Task goal »
Each record below should be output verbatim, without pictures.

[Opening Data to use section]

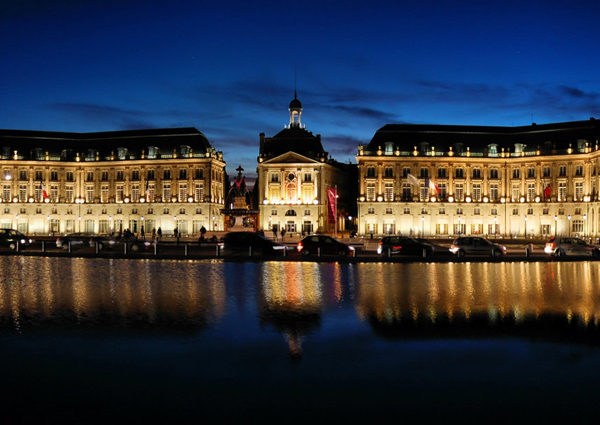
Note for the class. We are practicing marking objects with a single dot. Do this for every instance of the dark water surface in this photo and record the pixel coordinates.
(151, 341)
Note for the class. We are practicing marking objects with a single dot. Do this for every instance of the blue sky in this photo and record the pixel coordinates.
(230, 68)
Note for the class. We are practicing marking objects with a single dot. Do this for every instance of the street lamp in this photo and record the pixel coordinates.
(495, 227)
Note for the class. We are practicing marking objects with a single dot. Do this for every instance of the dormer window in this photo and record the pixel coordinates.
(184, 150)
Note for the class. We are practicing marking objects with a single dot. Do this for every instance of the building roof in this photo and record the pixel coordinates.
(293, 139)
(104, 144)
(557, 136)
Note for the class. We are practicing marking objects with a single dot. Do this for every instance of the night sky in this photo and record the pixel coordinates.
(230, 68)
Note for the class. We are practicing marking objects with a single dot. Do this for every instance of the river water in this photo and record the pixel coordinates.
(157, 341)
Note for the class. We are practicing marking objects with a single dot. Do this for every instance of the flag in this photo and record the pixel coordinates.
(412, 179)
(44, 192)
(331, 208)
(431, 185)
(547, 191)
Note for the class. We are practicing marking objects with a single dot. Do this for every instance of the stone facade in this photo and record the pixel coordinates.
(446, 181)
(56, 183)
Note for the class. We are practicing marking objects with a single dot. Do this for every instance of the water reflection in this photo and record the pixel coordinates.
(530, 299)
(109, 292)
(550, 300)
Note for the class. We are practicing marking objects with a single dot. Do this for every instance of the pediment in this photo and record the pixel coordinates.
(291, 158)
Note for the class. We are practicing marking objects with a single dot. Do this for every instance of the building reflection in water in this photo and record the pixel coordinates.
(101, 292)
(453, 300)
(294, 294)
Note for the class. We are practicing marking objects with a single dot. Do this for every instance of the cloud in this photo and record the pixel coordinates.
(101, 116)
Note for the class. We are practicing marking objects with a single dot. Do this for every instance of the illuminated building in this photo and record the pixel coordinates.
(55, 183)
(294, 176)
(444, 181)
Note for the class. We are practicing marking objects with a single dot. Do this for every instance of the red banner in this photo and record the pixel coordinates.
(332, 205)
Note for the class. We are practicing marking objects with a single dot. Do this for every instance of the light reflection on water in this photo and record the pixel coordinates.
(174, 340)
(176, 293)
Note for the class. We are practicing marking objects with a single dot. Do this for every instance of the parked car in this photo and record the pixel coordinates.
(435, 248)
(103, 242)
(11, 238)
(560, 247)
(476, 245)
(77, 240)
(137, 244)
(394, 245)
(325, 245)
(249, 243)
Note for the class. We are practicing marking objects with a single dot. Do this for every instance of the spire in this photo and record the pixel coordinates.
(295, 111)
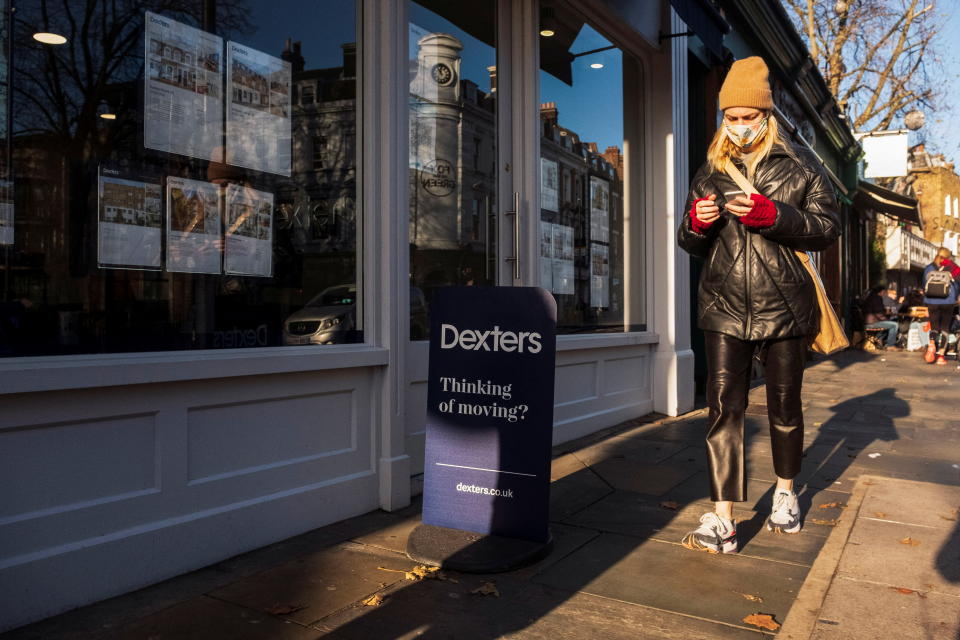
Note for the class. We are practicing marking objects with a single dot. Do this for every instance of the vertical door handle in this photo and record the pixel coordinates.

[Closing Data to use section]

Output below »
Note for the class. We are practicing marking objects with a single dot. Do this for every instance of the dark water surface in this photo and record the pixel coordinates.
(151, 341)
Note for the class. We are practicing marking objects with a single dot. Do this for every instance of the blue sky in this photo and record the pixel coordinates.
(230, 68)
Note for the class. We are practicing marking objects with a single dot. Do this for every instance of the street lamp in this photo and record the pixel coordinates.
(495, 227)
Note for the class. We are practicing marking objects with a single dot. Do this for every instance of the dormer window in this photo and record the pixel coordinates.
(184, 150)
Note for the class. We are practicing marking objects with a single dot. Do this for every instance of the building roof in this photo and record the pixel coordinates.
(293, 139)
(104, 144)
(557, 136)
Note for the class. We are practicing marking objects with a single dot. Do this for every instance of the night sky in this photo and record the pixel coordinates.
(230, 68)
Note for the class. We are practicing marking objects with a single dot. Do this for every instance of the river water in this photo and record the pixel coordinates.
(157, 341)
Note for the class. We are practicing marking objects with a single dot. Do this for every instance of the flag in this photo and record the pixel coordinates.
(412, 179)
(44, 192)
(331, 208)
(431, 185)
(547, 191)
Note for the class. We are practicing marking objects with a single dot. Do this for every instance of the stone facade in this photo and record the pixel coordinates.
(446, 181)
(56, 183)
Note for the class. We are practicing marking objects with a single dot. Do this for every instance of the water reflection in this photo and record the pixel coordinates.
(530, 299)
(109, 292)
(550, 300)
Note for the class. We are practicing marking objects with a single dot. Do this for every instance of the pediment in this photo and record the pixel coordinates.
(291, 158)
Note for the class. We are practicing marking objects with a single dot. Do this for every instance of the building reflection in water in this photo and record the pixel coordinates.
(101, 292)
(453, 300)
(294, 294)
Note for the class. We are practicing marking objects with a single dot. Do this for every instance of the cloud in this photo and record the pixel coordinates.
(101, 116)
Note for the class. We are practicing marking objects with a single dot. Do this for every instance of the illuminated building in this photo and record the pixel coordinates.
(55, 183)
(294, 176)
(444, 181)
Note for the class. We are practicing marking objects with a single dot. Do this for every instance of the red banner in this photo and record the pixel coordinates.
(332, 205)
Note for the class. We are practicing marking objects with a single dot. Do this for every instance of the light reflection on water in this photo and record the pixel coordinates.
(174, 340)
(176, 293)
Note for the class. We are practicing marking objects with a single dot. Do this for every instance of the parked car in this photo and record the pixel coordinates.
(435, 248)
(103, 242)
(11, 238)
(560, 247)
(476, 245)
(77, 240)
(137, 244)
(394, 245)
(325, 245)
(249, 243)
Note for the class. We are practicing marking objects with a single dot. Do this for every instance of the spire in this photo and record the pixel coordinates.
(295, 111)
Note for the class. We are practicing marking objects with a single dot. Do this for every instance of the vertical door handle in this photo and record the pixel coordinates.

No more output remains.